» **Document text**
The revised FBI definition says that rape is "the penetration, no matter how slight, of the vagina or anus with any body part or object," without the consent of the victim. Also constituting rape under the new definition is "oral penetration by a sex organ of another person" without consent.

Copyright © 2012 The Associated Press. All rights reserved
0 Replies
 
firefly
 
  1  
Reply Tue 24 Jan, 2012 06:00 pm
Men don't "ask to get raped" either...
Quote:
The New York Times
January 23, 2012
Men Struggle for Rape Awareness
By RONI CARYN RABIN

Keith Smith was 14 when he was raped by a driver who picked him up after a hockey team meeting. He had hitchhiked home, which is why, for decades, he continued to blame himself for the assault.

When the driver barreled past Hartley’s Pork Pies on the outskirts of Providence, R.I., where Mr. Smith had asked to be dropped off, and then past a firehouse, he knew something was wrong.

“I tried to open the car door, but he had rigged the lock,” said Mr. Smith, of East Windsor, N.J., now 52. Still, he said, “I had no idea it was going to be a sexual assault.”

» **Problems to work on**
[1] In the text about rape, rewrite the passage starting with "When the driver" and going on through "something was wrong.", changing "firehouse" to "fire station".
[2] Summarize the text about rape in two sentences.
[3] Continue the text about rape from the point where it stops.
The lines have no connection to the text about rape.

» **Entries supplied**

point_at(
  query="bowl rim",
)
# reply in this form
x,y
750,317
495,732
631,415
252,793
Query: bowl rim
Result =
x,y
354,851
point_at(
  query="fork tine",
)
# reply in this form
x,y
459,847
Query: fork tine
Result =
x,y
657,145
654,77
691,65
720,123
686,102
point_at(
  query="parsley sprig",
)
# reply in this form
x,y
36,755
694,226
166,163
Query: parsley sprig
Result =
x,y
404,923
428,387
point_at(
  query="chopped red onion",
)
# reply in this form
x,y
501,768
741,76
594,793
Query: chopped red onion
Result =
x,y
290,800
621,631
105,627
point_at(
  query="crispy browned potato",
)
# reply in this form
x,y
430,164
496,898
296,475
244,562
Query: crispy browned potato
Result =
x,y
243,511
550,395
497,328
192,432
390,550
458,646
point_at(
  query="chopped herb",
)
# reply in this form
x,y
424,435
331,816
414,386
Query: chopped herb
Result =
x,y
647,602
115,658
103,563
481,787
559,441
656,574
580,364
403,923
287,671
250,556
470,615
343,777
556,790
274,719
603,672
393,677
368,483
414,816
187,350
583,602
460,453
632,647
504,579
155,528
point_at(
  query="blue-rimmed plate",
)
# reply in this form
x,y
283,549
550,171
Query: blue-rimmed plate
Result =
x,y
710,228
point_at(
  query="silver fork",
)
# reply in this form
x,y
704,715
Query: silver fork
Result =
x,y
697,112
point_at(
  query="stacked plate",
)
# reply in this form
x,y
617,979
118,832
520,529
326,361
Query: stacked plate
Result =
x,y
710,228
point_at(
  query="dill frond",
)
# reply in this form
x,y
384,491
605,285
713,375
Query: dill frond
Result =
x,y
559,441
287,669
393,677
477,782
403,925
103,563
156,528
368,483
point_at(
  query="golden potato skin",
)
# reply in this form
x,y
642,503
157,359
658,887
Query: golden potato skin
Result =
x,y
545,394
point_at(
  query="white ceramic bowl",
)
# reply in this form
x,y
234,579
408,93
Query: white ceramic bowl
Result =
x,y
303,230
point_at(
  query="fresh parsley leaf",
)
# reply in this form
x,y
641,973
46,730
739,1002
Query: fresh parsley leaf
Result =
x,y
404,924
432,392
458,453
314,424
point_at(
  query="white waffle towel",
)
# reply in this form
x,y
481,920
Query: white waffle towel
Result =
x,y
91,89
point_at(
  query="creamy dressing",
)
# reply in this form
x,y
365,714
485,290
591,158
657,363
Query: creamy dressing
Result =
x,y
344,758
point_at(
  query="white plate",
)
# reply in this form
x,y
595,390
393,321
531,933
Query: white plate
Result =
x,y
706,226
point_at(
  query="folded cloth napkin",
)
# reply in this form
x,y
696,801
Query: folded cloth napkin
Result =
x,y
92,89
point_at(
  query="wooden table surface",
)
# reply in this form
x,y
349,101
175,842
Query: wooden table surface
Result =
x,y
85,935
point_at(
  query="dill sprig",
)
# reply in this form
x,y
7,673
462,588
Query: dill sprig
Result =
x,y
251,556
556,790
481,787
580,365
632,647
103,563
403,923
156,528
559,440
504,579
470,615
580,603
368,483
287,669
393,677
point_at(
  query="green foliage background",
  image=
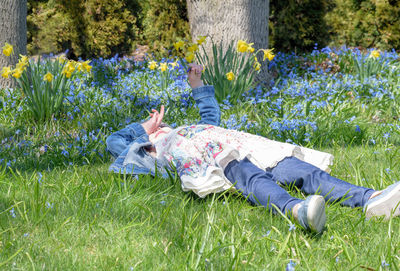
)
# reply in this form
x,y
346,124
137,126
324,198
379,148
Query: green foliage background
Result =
x,y
366,23
106,27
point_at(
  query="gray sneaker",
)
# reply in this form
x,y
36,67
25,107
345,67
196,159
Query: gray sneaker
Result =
x,y
385,204
311,213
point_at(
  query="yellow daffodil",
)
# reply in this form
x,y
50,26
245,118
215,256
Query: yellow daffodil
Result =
x,y
375,54
17,73
256,65
178,45
153,65
86,66
201,40
268,54
7,49
6,71
61,59
23,59
230,76
189,57
21,65
193,48
163,67
48,77
69,69
250,49
242,46
173,64
79,67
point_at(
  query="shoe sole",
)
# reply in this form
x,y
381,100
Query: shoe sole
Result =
x,y
385,205
316,216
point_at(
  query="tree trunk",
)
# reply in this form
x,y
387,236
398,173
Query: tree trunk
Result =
x,y
231,20
13,31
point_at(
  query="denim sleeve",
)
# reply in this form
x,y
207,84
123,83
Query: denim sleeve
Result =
x,y
208,105
119,141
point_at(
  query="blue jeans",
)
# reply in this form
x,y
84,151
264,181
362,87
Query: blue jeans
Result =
x,y
261,188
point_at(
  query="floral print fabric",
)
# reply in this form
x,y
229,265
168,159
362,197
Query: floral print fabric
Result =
x,y
196,152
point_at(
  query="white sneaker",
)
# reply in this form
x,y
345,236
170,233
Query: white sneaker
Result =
x,y
385,204
311,213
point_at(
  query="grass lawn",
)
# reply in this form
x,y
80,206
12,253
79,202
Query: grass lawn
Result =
x,y
60,208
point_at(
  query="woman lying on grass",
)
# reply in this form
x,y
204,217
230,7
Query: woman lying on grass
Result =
x,y
211,159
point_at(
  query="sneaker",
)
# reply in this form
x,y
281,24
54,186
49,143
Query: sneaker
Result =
x,y
385,204
311,213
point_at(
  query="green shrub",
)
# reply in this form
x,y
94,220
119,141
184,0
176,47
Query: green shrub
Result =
x,y
297,25
164,22
103,27
365,23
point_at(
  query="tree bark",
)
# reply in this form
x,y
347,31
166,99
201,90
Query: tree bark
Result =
x,y
231,20
13,31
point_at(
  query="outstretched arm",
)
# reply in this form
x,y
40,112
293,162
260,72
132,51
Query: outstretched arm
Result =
x,y
135,132
204,97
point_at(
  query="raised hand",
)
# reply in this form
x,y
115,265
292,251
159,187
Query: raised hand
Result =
x,y
152,124
194,75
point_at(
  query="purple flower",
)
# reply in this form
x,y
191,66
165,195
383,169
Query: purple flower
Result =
x,y
290,266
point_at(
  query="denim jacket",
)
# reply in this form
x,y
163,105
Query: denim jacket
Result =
x,y
129,143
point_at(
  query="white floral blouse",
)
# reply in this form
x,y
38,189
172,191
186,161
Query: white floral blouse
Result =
x,y
201,152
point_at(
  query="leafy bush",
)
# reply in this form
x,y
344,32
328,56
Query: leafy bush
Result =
x,y
365,23
164,21
297,25
103,28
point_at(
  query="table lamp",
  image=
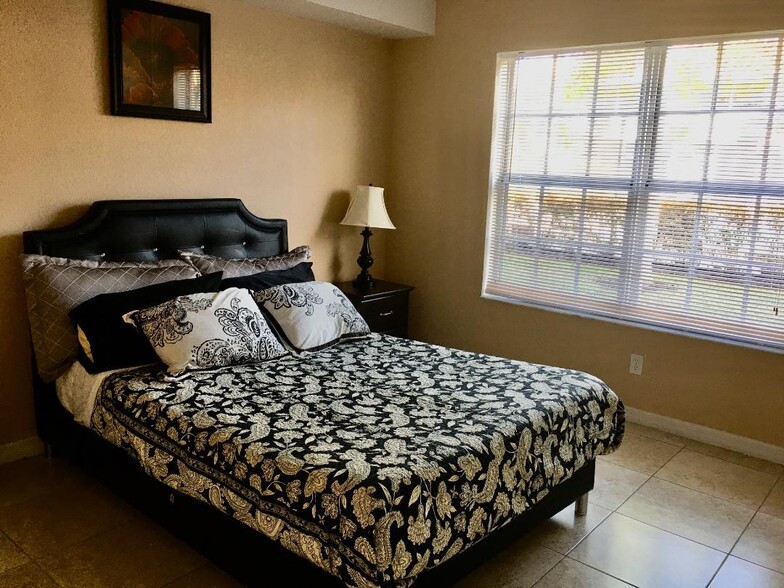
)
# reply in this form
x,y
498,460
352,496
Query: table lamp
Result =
x,y
367,210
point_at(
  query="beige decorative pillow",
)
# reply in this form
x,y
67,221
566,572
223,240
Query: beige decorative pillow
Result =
x,y
56,285
236,268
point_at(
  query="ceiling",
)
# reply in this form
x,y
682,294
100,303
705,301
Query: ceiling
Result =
x,y
392,19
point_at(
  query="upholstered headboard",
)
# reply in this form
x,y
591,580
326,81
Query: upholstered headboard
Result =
x,y
141,230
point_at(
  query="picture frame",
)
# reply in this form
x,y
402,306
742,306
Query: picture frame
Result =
x,y
159,61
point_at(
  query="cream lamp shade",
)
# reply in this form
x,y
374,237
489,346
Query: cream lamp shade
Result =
x,y
367,209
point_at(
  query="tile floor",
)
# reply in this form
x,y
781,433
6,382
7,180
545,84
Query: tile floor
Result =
x,y
665,512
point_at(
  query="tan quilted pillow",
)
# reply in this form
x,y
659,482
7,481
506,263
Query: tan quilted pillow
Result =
x,y
56,285
236,268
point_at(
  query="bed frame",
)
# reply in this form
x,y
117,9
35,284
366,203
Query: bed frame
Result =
x,y
144,230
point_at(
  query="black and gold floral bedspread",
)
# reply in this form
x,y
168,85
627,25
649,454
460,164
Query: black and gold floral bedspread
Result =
x,y
375,459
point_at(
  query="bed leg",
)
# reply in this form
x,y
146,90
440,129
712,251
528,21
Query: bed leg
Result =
x,y
581,505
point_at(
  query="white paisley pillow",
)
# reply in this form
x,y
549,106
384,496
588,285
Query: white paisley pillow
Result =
x,y
311,315
207,330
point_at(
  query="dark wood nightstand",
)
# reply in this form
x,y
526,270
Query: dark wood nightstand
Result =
x,y
384,306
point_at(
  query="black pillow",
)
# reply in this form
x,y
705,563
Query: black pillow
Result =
x,y
112,343
301,272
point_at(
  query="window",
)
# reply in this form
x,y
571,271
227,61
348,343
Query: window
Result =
x,y
643,183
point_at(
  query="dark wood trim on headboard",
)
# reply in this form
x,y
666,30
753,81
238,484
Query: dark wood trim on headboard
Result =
x,y
147,230
143,230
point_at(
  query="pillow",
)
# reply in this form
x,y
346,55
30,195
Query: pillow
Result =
x,y
207,330
301,272
107,342
311,315
235,268
56,285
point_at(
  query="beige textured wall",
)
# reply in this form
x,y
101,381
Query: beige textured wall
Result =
x,y
300,114
440,158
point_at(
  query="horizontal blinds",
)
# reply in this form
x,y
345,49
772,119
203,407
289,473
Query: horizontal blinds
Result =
x,y
643,183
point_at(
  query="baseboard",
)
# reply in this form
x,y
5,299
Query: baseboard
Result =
x,y
723,439
21,449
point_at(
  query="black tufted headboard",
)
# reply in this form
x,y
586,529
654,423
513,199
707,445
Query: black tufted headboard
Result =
x,y
139,230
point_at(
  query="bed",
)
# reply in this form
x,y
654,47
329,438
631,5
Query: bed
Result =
x,y
381,461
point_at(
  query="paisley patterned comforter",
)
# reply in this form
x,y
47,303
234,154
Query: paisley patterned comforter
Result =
x,y
375,459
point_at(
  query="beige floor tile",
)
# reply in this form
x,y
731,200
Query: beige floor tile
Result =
x,y
774,503
708,520
763,542
26,478
646,556
718,478
51,521
754,463
208,576
571,573
10,555
519,566
651,433
565,530
614,484
642,453
139,553
737,573
30,575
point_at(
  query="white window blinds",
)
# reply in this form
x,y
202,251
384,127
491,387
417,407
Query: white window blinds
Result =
x,y
643,184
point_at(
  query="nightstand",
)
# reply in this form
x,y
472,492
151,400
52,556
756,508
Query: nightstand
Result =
x,y
384,306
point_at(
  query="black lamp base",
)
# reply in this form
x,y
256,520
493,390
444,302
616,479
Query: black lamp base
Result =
x,y
364,280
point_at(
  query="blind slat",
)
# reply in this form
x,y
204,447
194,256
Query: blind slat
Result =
x,y
643,184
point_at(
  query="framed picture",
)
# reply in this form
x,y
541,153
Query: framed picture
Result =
x,y
159,61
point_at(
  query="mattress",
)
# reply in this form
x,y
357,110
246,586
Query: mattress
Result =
x,y
375,459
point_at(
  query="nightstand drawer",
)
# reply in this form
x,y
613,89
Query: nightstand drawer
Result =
x,y
385,314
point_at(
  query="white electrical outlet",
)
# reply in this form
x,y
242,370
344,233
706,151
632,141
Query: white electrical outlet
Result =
x,y
635,365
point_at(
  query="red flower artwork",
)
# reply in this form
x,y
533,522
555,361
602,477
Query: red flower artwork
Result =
x,y
158,53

» **Task-by-task results**
[1]
When the driver barreled past Hartley’s Pork Pies on the outskirts of Providence, R.I., where Mr. Smith had asked to be dropped off, and then past a fire station, he knew something was wrong.

[2] The revised FBI definition of rape covers penetration of the vagina or anus, however slight, with any body part or object, as well as oral penetration by a sex organ of another person, when done without the victim's consent. A quoted New York Times article tells of Keith Smith, who was raped at 14 by a driver who picked him up as he hitchhiked home from a hockey team meeting, and who blamed himself for decades because he had hitchhiked.

[3]
Even today, years after the disclosure of the still-unfolding child abuse scandal in the Catholic Church and the arrest of a former Pennsylvania State University assistant football coach accused of sexually abusing boys, rape is widely thought of as a crime against women.

Until just a few weeks ago, when the federal government expanded its definition of rape to include a wider range of sexual assaults, national crime statistics on rape included only assaults against women and girls committed by men under a narrow set of circumstances. Now they will also include male victims.

While most experts agree women are raped far more often than men, 1.4 percent of men in a recent national survey said they had been raped at some point. The study, by the Centers for Disease Control and Prevention, found that when rape was defined as oral or anal penetration, one in 71 men said they had been raped or had been the target of attempted rape, usually by a man they knew. (The study did not include men in prison.)

And one in 21 said they had been forced to penetrate an acquaintance or a partner, usually a woman; had been the victim of an attempt to force penetration; or had been made to receive oral sex.

Other estimates have run even higher. A Department of Justice report found that 3 percent of men, or one in 33, had been raped. Some experts believe that one in six men have experienced unwanted sexual contact of some kind as minors.

But for many men, the subject is so discomfiting that it is rarely discussed — virtually taboo, experts say, because of societal notions about masculinity and the idea that men are invulnerable and can take care of themselves.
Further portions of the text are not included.